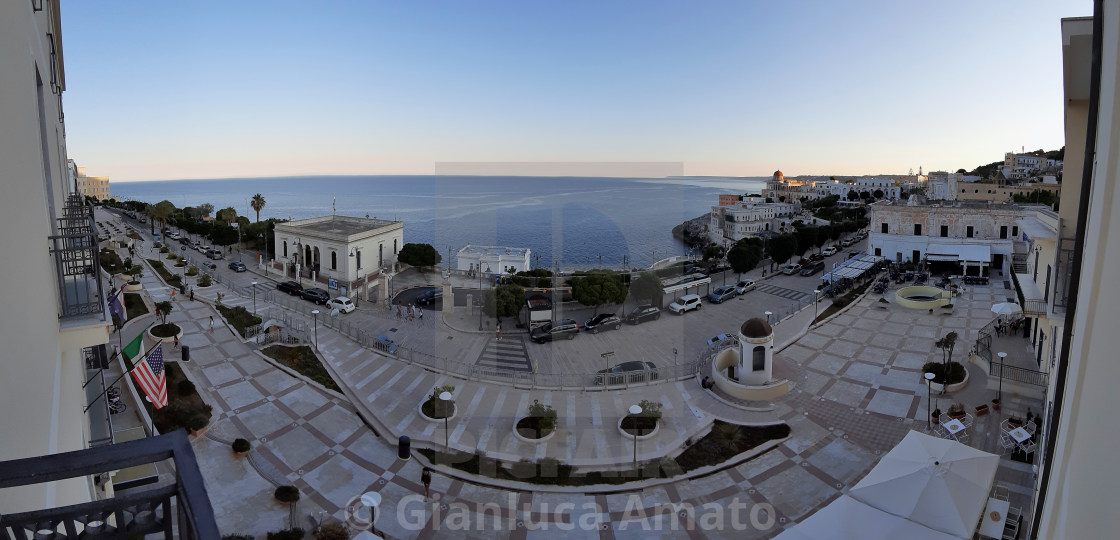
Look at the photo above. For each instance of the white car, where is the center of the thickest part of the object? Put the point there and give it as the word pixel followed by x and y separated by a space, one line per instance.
pixel 686 303
pixel 342 304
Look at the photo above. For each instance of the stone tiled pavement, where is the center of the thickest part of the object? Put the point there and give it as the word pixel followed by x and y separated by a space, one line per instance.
pixel 857 392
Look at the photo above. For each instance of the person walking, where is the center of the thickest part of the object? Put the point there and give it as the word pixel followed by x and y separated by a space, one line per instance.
pixel 426 480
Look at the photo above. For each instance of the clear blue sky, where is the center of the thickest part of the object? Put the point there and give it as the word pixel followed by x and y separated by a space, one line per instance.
pixel 230 89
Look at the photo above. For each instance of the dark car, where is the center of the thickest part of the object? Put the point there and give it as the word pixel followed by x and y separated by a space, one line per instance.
pixel 290 287
pixel 317 296
pixel 557 328
pixel 604 320
pixel 722 294
pixel 627 372
pixel 642 314
pixel 429 297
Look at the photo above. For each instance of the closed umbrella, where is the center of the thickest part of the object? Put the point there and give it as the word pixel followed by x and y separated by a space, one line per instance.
pixel 939 483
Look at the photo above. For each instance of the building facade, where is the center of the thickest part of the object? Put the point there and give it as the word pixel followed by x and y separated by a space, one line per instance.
pixel 347 251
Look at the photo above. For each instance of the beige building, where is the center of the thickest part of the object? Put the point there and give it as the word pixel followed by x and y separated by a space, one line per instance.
pixel 337 252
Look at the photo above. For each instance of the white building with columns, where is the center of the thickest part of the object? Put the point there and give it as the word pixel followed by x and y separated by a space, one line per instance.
pixel 336 252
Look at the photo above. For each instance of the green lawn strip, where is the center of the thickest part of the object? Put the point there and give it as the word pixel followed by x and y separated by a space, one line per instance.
pixel 725 441
pixel 304 361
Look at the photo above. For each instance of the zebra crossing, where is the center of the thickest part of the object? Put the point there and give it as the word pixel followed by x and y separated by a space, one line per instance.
pixel 783 292
pixel 506 354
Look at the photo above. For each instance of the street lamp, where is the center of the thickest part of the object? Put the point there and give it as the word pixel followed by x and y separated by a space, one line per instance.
pixel 446 399
pixel 1002 356
pixel 635 410
pixel 929 397
pixel 316 313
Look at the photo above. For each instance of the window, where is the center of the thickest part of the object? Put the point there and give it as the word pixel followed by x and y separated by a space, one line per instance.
pixel 758 359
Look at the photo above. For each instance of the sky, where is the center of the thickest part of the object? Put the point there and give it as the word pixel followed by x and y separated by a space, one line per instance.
pixel 253 89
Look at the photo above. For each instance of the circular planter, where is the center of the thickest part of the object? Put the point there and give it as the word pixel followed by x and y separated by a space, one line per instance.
pixel 455 410
pixel 528 439
pixel 656 429
pixel 165 340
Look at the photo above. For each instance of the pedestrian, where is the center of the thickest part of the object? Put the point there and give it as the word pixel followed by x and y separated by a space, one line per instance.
pixel 426 480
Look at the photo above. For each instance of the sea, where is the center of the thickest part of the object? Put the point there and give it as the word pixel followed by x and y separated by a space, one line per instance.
pixel 570 222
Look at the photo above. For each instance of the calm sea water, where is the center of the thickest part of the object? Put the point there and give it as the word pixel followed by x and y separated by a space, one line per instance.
pixel 576 220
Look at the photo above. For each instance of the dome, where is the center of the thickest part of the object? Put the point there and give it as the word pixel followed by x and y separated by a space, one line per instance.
pixel 756 328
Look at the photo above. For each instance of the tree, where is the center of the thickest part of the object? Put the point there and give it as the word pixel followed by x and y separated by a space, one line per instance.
pixel 419 254
pixel 597 289
pixel 504 301
pixel 258 203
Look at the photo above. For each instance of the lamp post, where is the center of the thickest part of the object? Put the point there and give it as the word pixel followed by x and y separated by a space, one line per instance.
pixel 635 410
pixel 446 399
pixel 316 314
pixel 1002 356
pixel 929 397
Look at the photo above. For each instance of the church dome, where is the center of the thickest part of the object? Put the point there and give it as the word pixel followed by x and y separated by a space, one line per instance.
pixel 756 328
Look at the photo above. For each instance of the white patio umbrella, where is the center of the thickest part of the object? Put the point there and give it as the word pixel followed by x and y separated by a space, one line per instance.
pixel 1006 308
pixel 939 483
pixel 847 518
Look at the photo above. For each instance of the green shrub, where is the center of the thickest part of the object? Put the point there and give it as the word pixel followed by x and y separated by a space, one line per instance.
pixel 287 494
pixel 241 446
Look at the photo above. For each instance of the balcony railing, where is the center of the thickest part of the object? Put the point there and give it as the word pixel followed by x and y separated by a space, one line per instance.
pixel 178 510
pixel 76 263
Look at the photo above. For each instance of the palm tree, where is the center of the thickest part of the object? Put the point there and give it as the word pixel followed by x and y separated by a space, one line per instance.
pixel 258 203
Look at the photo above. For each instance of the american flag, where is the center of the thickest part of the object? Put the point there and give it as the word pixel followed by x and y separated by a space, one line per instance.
pixel 149 374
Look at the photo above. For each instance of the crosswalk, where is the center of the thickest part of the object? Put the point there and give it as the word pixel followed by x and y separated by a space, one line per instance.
pixel 506 354
pixel 783 292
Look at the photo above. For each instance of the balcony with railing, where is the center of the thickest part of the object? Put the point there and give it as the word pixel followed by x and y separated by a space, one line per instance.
pixel 74 251
pixel 176 510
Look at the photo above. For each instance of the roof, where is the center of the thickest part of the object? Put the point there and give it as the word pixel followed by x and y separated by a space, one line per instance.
pixel 756 328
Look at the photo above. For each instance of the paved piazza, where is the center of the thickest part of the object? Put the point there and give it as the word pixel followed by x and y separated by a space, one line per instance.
pixel 857 390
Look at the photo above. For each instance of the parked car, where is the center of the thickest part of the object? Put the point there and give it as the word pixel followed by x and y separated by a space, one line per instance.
pixel 316 295
pixel 290 287
pixel 604 320
pixel 342 304
pixel 686 303
pixel 722 294
pixel 429 297
pixel 553 329
pixel 384 344
pixel 642 314
pixel 813 268
pixel 627 372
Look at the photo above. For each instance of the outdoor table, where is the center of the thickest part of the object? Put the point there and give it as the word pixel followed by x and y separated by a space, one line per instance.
pixel 995 517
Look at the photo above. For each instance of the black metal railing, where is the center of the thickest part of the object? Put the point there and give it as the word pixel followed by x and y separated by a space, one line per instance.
pixel 1017 374
pixel 179 510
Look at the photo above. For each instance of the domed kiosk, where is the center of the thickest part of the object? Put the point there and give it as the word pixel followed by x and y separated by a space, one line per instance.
pixel 747 372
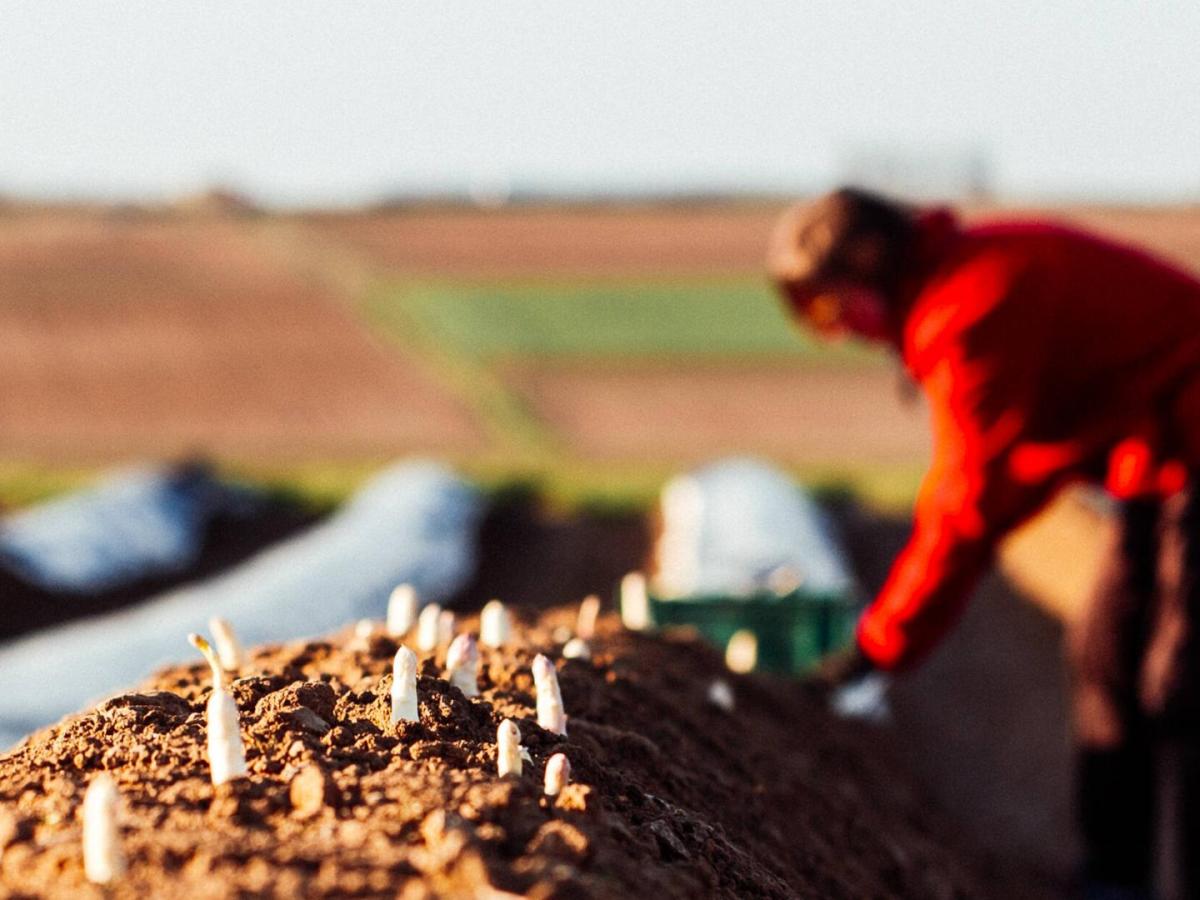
···
▶ [Aim]: Gather every line of the items above that contains the string "pedestrian". Only matches with the same capitalization count.

▶ [Result of the task]:
Look at the photo above. For each instance of the pedestrian, where is the center of the thickest part of the object? Put the point there and give it as the word pixel followed by x and y separated by a space, one line per instance.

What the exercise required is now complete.